[START OF DATASET CONTENT]

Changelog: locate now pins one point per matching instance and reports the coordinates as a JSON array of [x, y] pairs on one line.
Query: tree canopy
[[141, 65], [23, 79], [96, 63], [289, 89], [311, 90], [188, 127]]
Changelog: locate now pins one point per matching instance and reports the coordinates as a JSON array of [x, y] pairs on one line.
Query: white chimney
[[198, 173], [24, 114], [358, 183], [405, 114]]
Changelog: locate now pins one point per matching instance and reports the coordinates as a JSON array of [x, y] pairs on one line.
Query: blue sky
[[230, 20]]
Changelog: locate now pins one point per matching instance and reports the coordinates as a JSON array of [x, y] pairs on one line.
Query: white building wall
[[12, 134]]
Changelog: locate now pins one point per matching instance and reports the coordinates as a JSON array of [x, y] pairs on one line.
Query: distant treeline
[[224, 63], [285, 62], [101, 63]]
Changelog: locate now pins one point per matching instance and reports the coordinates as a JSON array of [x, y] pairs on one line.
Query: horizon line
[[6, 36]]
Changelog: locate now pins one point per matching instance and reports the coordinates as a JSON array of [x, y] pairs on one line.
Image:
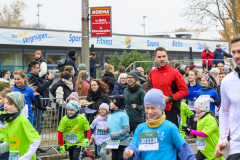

[END OF DATASET CONTENT]

> _WORK INSTRUCTIONS_: Write out all of the data above word for word, leaving out the picture.

> _RESULT_:
Changelog: locate now pins one point per matching instance and reports the coordinates as a JSON array of [x, y] pairs on one line.
Query: tree canopy
[[141, 65], [23, 79], [96, 63], [289, 89], [311, 90], [188, 127]]
Changelog: locate now pins one point per matching instance and reports the coordinates as a JSON array of [x, y] pairs on one line.
Query: white chimney
[[198, 173], [24, 114], [358, 183], [405, 114]]
Changelog: locate now pins one point per matching instance and reports the coordinates as a JSON array of [x, y] pairs on one line.
Query: blue sky
[[230, 20]]
Changelog: locate now pins one point per matching instance and reports the coordinates as a JSON array of [x, y] pairs on one line.
Query: white building wall
[[12, 134]]
Changelog: locate now pins one point per matching instance and reports the coordinates as a JSON array of [x, y] pairs on one line.
Query: distant treeline
[[224, 63], [285, 62], [101, 63]]
Changelog: locate now pins one point per matching instance and reports the coordinates as a JSON array of [x, y] pairs on one line.
Query: horizon line
[[6, 36]]
Changelog: locate now pins one point per matching instance and reports the coordinates as a JSON array of [x, y] pairs on one line.
Image:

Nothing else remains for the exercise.